Task requirements: Exactly how many lines in this data contain the word "plant"? Only the number should be given.

[Dataset items]
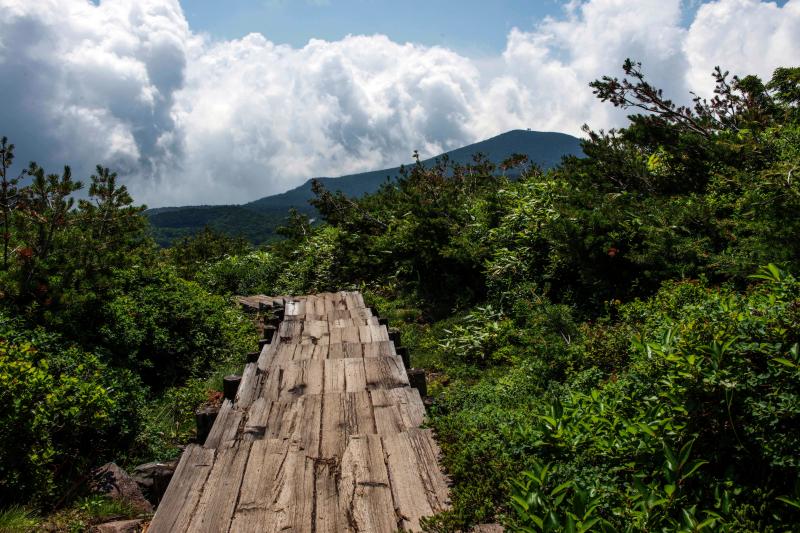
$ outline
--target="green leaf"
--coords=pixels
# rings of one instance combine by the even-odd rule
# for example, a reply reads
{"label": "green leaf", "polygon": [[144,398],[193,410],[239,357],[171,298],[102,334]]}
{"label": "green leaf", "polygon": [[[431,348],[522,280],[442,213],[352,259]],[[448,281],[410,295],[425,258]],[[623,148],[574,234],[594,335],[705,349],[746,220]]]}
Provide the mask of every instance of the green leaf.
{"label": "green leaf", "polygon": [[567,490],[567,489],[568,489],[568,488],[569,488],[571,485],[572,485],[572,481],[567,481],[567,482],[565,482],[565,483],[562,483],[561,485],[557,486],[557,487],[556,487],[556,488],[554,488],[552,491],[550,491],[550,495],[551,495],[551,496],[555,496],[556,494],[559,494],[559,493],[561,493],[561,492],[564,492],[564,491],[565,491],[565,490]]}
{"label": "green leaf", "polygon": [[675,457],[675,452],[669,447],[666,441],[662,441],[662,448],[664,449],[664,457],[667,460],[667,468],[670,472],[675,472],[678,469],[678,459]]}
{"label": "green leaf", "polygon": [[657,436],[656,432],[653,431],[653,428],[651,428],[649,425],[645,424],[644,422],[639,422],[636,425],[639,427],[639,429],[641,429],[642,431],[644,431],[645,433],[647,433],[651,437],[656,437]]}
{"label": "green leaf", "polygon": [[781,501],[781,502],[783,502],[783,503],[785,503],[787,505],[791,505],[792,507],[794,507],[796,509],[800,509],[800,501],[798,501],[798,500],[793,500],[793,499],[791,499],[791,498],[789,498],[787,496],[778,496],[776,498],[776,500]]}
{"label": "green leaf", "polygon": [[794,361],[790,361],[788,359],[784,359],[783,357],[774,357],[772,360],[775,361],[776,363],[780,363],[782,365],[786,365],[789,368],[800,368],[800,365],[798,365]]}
==
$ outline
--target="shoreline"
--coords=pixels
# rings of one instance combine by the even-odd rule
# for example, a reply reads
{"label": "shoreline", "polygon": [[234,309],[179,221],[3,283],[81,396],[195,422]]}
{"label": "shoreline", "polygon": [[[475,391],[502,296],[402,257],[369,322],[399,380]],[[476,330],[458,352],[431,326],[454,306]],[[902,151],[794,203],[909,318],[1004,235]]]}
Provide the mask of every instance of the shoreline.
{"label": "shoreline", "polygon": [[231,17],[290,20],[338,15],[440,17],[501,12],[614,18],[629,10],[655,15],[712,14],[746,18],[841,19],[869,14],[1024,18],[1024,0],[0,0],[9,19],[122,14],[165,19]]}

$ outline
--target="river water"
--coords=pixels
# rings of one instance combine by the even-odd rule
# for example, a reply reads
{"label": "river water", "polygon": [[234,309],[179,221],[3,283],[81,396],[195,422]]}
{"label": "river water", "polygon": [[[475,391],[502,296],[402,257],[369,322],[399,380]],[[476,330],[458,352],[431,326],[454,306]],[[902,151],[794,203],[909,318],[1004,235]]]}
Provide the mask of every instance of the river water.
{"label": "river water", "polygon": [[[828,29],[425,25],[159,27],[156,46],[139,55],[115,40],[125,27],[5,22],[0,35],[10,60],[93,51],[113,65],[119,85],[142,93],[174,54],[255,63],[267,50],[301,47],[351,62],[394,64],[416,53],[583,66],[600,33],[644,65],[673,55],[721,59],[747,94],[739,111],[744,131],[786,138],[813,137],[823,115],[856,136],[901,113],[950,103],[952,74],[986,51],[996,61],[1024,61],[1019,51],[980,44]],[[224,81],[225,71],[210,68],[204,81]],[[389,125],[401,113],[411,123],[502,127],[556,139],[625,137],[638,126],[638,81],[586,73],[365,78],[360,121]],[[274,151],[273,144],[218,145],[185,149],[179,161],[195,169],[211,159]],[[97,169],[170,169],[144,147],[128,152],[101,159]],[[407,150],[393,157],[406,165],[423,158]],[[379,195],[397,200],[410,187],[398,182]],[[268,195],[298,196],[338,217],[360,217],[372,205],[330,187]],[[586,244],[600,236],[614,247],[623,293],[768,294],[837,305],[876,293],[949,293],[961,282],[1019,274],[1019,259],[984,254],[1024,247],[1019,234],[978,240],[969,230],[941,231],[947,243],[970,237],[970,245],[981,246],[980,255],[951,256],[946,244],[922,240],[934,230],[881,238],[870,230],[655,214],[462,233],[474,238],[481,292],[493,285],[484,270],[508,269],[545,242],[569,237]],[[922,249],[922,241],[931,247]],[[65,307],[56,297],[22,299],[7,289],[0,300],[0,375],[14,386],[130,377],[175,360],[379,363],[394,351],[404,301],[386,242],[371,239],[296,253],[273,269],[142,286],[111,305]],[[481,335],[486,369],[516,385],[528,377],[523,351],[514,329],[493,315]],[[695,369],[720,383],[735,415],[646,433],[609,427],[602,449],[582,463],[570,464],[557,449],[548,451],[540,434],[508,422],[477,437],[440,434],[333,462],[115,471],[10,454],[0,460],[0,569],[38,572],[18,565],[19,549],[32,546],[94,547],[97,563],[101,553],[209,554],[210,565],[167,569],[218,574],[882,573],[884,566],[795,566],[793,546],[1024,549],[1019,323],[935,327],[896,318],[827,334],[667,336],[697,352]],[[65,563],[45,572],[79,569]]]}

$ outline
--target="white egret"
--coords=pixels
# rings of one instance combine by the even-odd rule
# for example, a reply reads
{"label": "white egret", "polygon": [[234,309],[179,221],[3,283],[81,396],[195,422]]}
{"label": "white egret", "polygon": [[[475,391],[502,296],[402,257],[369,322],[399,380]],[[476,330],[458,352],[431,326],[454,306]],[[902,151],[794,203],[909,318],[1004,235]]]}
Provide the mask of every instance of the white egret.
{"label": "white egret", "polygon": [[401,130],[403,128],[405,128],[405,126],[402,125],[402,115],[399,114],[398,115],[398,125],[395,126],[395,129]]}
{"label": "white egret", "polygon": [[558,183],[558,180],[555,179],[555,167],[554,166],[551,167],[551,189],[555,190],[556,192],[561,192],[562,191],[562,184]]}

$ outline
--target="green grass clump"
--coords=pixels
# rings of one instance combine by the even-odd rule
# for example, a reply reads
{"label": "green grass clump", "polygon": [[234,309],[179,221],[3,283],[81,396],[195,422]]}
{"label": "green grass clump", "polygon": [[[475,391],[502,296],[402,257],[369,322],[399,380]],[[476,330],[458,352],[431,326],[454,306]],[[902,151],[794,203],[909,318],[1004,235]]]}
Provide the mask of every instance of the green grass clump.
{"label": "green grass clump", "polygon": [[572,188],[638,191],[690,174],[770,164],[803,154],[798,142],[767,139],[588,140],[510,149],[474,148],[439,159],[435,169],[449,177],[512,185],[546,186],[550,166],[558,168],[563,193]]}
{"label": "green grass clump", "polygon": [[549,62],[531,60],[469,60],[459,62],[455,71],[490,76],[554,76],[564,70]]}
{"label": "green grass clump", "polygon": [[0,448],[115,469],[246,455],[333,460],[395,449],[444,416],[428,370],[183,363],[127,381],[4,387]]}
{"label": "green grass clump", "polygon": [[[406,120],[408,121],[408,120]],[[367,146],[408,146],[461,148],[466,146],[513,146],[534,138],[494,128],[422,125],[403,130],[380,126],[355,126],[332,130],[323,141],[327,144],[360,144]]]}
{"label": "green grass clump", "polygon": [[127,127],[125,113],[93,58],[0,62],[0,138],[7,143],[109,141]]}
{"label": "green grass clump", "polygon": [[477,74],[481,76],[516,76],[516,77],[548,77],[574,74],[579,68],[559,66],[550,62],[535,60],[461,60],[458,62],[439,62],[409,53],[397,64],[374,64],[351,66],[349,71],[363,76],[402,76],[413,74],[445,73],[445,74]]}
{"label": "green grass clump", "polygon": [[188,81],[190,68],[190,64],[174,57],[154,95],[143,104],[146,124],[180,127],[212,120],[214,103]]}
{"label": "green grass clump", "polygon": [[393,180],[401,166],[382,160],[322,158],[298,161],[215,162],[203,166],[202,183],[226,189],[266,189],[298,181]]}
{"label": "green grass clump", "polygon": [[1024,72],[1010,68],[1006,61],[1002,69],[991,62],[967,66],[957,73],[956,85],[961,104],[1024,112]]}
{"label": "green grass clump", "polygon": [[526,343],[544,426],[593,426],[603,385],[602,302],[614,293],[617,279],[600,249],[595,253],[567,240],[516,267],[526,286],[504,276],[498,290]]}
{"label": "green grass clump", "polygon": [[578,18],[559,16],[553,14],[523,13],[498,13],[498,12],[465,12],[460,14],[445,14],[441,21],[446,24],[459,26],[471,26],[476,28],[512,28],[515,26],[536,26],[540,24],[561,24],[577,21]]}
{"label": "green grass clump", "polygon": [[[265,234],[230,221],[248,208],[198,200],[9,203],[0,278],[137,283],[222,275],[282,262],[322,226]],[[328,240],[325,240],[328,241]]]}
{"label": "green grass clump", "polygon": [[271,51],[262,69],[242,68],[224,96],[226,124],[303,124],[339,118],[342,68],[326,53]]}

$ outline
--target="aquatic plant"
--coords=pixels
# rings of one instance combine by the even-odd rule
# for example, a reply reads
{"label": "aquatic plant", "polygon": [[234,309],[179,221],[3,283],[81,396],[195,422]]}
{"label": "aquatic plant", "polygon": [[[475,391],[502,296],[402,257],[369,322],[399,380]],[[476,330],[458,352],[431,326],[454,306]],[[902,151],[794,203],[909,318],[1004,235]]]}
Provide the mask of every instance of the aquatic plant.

Result for this task: 4